HOW TO COMPLETE THIS TASK -
Pick out every line below that contains the word "positive", matching case exactly, and copy each of those lines in full.

[ENTRIES PROVIDED Boundary: Start]

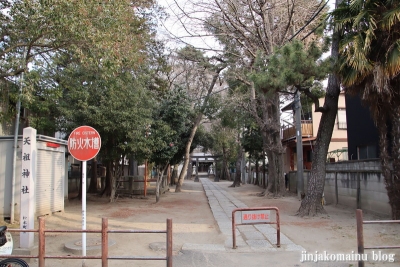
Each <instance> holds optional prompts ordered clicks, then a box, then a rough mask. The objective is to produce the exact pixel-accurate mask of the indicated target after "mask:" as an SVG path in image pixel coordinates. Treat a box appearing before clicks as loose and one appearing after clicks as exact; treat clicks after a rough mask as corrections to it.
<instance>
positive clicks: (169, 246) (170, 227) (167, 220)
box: [167, 219, 172, 267]
mask: <svg viewBox="0 0 400 267" xmlns="http://www.w3.org/2000/svg"><path fill="white" fill-rule="evenodd" d="M167 267H172V219H167Z"/></svg>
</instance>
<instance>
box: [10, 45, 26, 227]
mask: <svg viewBox="0 0 400 267" xmlns="http://www.w3.org/2000/svg"><path fill="white" fill-rule="evenodd" d="M24 51H25V50H24ZM23 80H24V72H22V73H21V79H20V85H19V92H18V99H17V107H16V109H17V110H16V111H17V116H16V117H15V128H14V151H13V168H12V177H11V211H10V223H14V210H15V195H14V194H15V193H14V191H15V180H16V178H15V176H16V172H17V171H16V168H17V149H18V131H19V119H20V116H21V95H22V82H23Z"/></svg>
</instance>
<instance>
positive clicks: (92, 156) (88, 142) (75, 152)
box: [68, 126, 101, 161]
mask: <svg viewBox="0 0 400 267" xmlns="http://www.w3.org/2000/svg"><path fill="white" fill-rule="evenodd" d="M100 147H101V138H100V135H99V133H98V132H97V131H96V130H95V129H94V128H92V127H90V126H80V127H78V128H76V129H75V130H73V131H72V133H71V134H70V135H69V137H68V150H69V152H70V153H71V155H72V156H73V157H74V158H75V159H77V160H80V161H87V160H90V159H92V158H94V157H96V155H97V153H99V151H100Z"/></svg>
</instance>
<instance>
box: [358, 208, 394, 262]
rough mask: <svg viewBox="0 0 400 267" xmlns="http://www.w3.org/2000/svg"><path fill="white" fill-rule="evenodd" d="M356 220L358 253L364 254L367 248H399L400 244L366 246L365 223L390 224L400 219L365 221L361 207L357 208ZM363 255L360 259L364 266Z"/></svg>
mask: <svg viewBox="0 0 400 267" xmlns="http://www.w3.org/2000/svg"><path fill="white" fill-rule="evenodd" d="M356 220H357V247H358V255H364V250H366V249H399V248H400V246H370V247H366V246H364V224H388V223H400V220H381V221H364V220H363V212H362V210H361V209H357V210H356ZM364 263H365V262H364V260H363V257H360V260H359V261H358V266H359V267H364Z"/></svg>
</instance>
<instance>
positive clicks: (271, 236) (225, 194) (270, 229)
mask: <svg viewBox="0 0 400 267" xmlns="http://www.w3.org/2000/svg"><path fill="white" fill-rule="evenodd" d="M200 182H201V183H202V185H203V188H204V191H205V193H206V195H207V198H208V202H209V205H210V208H211V211H212V213H213V215H214V218H215V220H216V222H217V224H218V226H219V230H220V231H221V233H223V234H224V236H225V244H221V245H215V244H213V245H204V244H201V245H196V244H184V246H183V247H182V250H185V249H188V250H193V249H199V250H209V251H230V250H234V251H236V252H261V251H299V254H300V252H301V251H304V250H305V249H304V248H303V247H302V246H300V245H297V244H295V243H293V242H292V241H291V240H290V239H289V238H288V237H287V236H286V235H285V234H283V233H281V234H280V239H281V247H279V248H278V247H277V246H276V244H277V235H276V228H274V227H273V226H272V225H271V224H256V225H238V226H237V227H236V246H237V248H236V249H233V241H232V239H233V237H232V235H233V234H232V211H233V210H234V209H236V208H247V205H246V204H244V203H243V202H241V201H240V200H238V199H236V198H235V197H233V196H232V195H231V194H229V193H228V192H226V191H225V190H224V189H223V188H221V187H220V186H219V185H218V183H216V182H213V181H211V180H210V179H208V178H200ZM271 213H273V211H271ZM236 215H239V213H236ZM236 220H237V221H238V218H236Z"/></svg>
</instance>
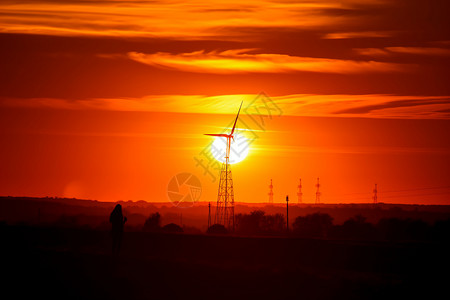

[ENTRIES PROVIDED Boundary: End]

EXERCISE RESPONSE -
positive clicks: (169, 246) (170, 227) (167, 220)
positive clicks: (92, 156) (88, 142) (75, 152)
positive clicks: (271, 236) (225, 194) (270, 229)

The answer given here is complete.